• Extracted records
━━━

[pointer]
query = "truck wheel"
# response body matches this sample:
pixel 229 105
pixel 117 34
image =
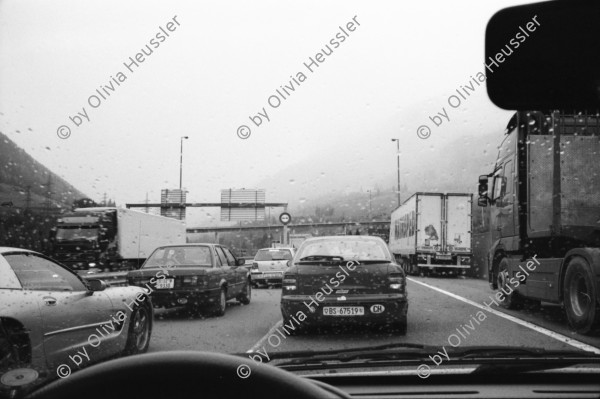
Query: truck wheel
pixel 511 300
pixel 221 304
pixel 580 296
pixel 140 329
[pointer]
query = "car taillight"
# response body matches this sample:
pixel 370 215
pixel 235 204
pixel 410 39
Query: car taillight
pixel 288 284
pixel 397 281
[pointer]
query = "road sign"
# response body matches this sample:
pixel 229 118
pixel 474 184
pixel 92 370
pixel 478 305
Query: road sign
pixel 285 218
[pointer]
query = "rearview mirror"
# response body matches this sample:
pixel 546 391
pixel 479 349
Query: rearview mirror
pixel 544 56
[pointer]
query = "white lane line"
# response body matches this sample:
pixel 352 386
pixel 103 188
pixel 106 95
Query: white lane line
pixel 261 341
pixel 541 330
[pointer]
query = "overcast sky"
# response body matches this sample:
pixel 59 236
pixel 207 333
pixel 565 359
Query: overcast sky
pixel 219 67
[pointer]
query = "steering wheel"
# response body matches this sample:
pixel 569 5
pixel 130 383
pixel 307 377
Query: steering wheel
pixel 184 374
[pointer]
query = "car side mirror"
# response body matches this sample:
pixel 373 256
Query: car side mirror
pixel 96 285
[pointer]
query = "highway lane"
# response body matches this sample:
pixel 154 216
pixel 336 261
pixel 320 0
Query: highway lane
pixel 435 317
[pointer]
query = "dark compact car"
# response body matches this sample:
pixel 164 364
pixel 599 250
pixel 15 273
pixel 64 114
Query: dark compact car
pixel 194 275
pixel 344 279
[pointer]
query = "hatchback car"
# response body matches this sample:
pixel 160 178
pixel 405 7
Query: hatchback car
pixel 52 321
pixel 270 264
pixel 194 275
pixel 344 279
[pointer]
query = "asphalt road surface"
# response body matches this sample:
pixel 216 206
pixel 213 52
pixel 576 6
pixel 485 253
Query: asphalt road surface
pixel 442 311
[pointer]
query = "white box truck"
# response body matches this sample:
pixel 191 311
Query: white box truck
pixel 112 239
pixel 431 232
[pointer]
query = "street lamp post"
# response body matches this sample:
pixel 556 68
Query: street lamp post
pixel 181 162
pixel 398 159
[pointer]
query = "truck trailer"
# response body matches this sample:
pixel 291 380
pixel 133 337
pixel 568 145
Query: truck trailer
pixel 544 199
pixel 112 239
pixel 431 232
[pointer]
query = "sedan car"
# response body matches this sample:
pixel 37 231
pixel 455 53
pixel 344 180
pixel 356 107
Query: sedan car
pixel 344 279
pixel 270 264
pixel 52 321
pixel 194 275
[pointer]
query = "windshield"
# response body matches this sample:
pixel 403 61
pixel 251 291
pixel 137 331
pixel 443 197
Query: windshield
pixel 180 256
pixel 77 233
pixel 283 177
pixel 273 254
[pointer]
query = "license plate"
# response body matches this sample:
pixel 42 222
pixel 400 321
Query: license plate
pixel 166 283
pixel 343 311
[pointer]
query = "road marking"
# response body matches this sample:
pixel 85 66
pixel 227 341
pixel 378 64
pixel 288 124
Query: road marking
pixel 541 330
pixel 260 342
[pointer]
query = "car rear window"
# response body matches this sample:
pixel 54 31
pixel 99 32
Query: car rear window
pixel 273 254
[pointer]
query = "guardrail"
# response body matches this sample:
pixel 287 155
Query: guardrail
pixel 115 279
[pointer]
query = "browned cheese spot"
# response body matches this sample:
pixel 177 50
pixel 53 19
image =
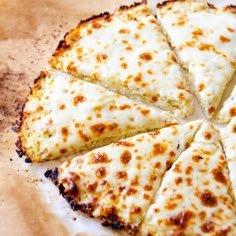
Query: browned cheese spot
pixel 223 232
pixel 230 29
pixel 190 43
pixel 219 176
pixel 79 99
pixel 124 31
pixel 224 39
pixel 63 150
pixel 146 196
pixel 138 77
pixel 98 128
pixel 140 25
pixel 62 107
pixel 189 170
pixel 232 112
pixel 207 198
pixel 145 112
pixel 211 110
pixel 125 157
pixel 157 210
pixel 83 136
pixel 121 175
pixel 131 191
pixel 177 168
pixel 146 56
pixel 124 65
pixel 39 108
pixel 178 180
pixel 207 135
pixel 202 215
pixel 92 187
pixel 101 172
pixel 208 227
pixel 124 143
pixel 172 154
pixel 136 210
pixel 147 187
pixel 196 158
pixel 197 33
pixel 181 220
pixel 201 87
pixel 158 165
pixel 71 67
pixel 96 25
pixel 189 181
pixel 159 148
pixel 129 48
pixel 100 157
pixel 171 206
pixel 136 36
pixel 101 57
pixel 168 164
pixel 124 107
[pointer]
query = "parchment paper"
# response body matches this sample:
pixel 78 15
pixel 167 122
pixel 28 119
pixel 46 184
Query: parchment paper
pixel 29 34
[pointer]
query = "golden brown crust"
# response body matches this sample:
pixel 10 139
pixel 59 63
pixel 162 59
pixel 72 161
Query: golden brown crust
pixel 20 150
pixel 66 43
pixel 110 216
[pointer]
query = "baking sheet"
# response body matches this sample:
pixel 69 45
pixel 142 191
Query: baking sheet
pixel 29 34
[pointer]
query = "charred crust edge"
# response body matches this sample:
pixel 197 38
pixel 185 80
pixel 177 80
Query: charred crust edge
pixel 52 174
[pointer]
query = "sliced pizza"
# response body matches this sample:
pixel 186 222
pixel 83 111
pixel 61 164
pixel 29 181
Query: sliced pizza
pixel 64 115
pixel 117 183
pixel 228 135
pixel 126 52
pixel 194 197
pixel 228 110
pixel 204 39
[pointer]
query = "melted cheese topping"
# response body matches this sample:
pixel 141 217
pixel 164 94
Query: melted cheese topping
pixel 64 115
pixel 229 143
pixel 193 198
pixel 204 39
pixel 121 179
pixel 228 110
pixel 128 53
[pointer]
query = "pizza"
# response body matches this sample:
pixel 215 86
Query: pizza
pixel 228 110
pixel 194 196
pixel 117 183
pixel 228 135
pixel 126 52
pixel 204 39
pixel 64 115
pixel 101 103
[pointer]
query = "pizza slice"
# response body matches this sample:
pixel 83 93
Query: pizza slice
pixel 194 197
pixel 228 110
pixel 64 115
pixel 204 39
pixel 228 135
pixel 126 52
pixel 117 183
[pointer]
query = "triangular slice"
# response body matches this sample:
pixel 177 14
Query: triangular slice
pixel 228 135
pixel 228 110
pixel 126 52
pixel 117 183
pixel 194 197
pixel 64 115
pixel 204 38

━━━

Can you copy out, word for word, every line from the very start of the entries through the line containing "pixel 219 67", with both ends included and the pictures left out?

[pointer]
query = "truck wheel"
# response body matches this sample:
pixel 229 105
pixel 117 34
image =
Query: truck wheel
pixel 511 300
pixel 221 304
pixel 580 296
pixel 140 329
[pointer]
query = "car taillight"
# response body matches this sample:
pixel 370 215
pixel 235 204
pixel 410 39
Query: car taillight
pixel 288 284
pixel 397 281
[pointer]
query = "road sign"
# response body matches this sample:
pixel 229 118
pixel 474 184
pixel 92 370
pixel 478 305
Query: road sign
pixel 285 218
[pointer]
query = "rearview mirror"
# response body matches this sample:
pixel 546 391
pixel 479 349
Query: rearview mirror
pixel 544 56
[pointer]
query = "white lane line"
# response body matches this sample:
pixel 352 386
pixel 103 188
pixel 106 95
Query: white lane line
pixel 261 341
pixel 541 330
[pointer]
query = "overcast sky"
# response body matches this sample:
pixel 59 236
pixel 207 333
pixel 565 359
Query: overcast sky
pixel 219 67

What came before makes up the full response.